◆ EXTRACT PROVIDED ◆
::::::
Friday, March 7, 2014

UN complicit cholera epidemic in Haiti 'poses major threat to Latin America and Caribbean'

Haiti needs a "Marshall plan" for water and sanitation to quell a cholera epidemic which poses a major threat to the Caribbean and Latin America, according to the UN assistant secretary general.

Pedro Medrano Rojas, who is co-ordinating the response in Haiti, is visiting European capitals this week to drum up support for the faltering effort to deal with an epidemic that has killed 8,540 since 2010 and infected almost 700,000 people.

Studies have shown the cholera strain was probably introduced to the country by UN troops from Nepal, who were deployed in Haiti after the January 2010 earthquake that killed more than 217,000 people.

Evidence suggests the outbreak of cholera, which is endemic in Nepal, occurred when contaminated sewage was discharged from barracks into a watercourse. Cholera is spread through infected faeces. Once it enters the water supply, it is difficult to contain, especially in a country such as Haiti, which has almost no effective sewage disposal systems.
::::::
◆ RECORDS SUPPLIED ◆
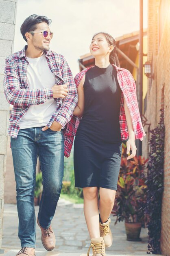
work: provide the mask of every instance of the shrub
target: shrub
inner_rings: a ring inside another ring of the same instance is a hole
[[[150,131],[150,150],[146,181],[147,186],[146,212],[149,216],[147,227],[149,236],[149,253],[161,254],[160,237],[162,194],[163,190],[163,160],[165,128],[163,110],[161,109],[159,122]]]

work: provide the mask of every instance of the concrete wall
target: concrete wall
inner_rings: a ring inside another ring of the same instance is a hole
[[[0,0],[0,248],[2,246],[9,106],[3,87],[6,57],[13,52],[17,0]]]

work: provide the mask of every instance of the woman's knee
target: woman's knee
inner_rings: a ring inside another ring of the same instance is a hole
[[[98,189],[97,187],[83,188],[83,197],[84,199],[92,200],[98,196]]]
[[[100,200],[107,204],[114,204],[115,199],[116,191],[112,191],[110,193],[100,193]]]

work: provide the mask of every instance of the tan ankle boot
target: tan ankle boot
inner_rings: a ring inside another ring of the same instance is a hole
[[[110,247],[112,244],[112,234],[109,227],[111,221],[109,218],[105,223],[100,222],[100,235],[103,238],[106,247]]]
[[[38,218],[37,220],[41,231],[41,242],[44,247],[47,251],[52,251],[55,246],[55,237],[51,226],[45,229],[41,227]]]
[[[90,246],[87,252],[87,256],[89,256],[91,248],[93,249],[93,256],[106,256],[105,242],[102,237],[92,238]]]

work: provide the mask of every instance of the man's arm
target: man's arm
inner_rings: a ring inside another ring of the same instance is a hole
[[[6,60],[4,74],[4,87],[9,103],[17,106],[28,106],[44,103],[53,96],[51,88],[37,89],[21,89],[21,82],[17,70]]]
[[[78,101],[77,91],[72,73],[64,58],[61,67],[62,77],[68,84],[68,95],[63,100],[61,109],[54,121],[64,127],[71,119]]]

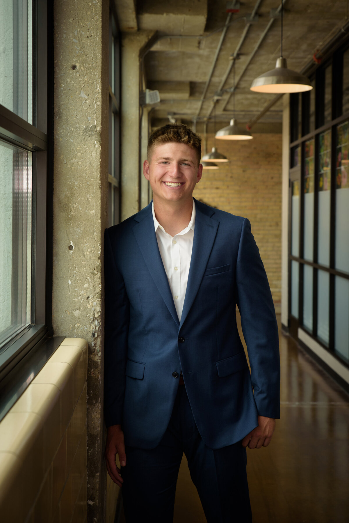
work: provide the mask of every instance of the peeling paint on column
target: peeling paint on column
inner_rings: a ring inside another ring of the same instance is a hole
[[[52,314],[89,344],[88,521],[104,520],[101,253],[107,226],[109,3],[55,0]],[[103,27],[103,38],[102,29]]]

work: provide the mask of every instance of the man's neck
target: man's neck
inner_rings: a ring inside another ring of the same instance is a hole
[[[193,199],[185,202],[162,202],[154,199],[155,217],[172,237],[187,227],[193,212]]]

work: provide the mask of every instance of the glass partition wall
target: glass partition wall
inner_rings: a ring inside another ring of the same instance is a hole
[[[310,79],[290,96],[289,327],[349,366],[349,49]]]

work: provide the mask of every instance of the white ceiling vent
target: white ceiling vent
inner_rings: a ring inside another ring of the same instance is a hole
[[[151,90],[150,89],[146,89],[139,95],[139,103],[141,105],[146,105],[147,104],[152,105],[154,104],[157,104],[159,101],[160,95],[157,89]]]

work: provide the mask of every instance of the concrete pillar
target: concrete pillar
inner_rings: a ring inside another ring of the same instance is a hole
[[[55,0],[52,322],[89,344],[88,521],[105,521],[101,253],[107,226],[109,2]]]
[[[121,48],[121,220],[142,207],[139,171],[141,57],[155,32],[124,33]],[[143,176],[143,175],[142,175]]]
[[[141,139],[141,208],[146,207],[152,199],[149,197],[150,187],[149,182],[144,177],[143,172],[143,162],[147,157],[147,147],[149,138],[149,113],[151,110],[149,107],[144,107],[142,119],[142,137]]]
[[[289,179],[289,95],[283,97],[282,201],[281,211],[281,323],[288,325],[288,201]]]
::::::
◆ APPLY WHAT YOU READ ◆
A. According to the article on Haiti's cholera epidemic, how many deaths has the epidemic caused since 2010?
B. Extend the article on Haiti's cholera epidemic by writing the paragraphs that come after its final sentence.

◆ RESULTS OF THE EXERCISE ◆
A. 8,540 deaths.

B.
Cholera cases had previously been rare in Haiti. Survivors of the 2010 outbreak are filing a compensation claim against the UN in a New York court, demanding that billions of dollars in damages be paid to them and the relatives of those killed. The UN maintains it has legal immunity from such compensation claims and rejected demands from affected Haitians. The case is being pursued by the Boston-based Institute for Justice and Democracy in Haiti.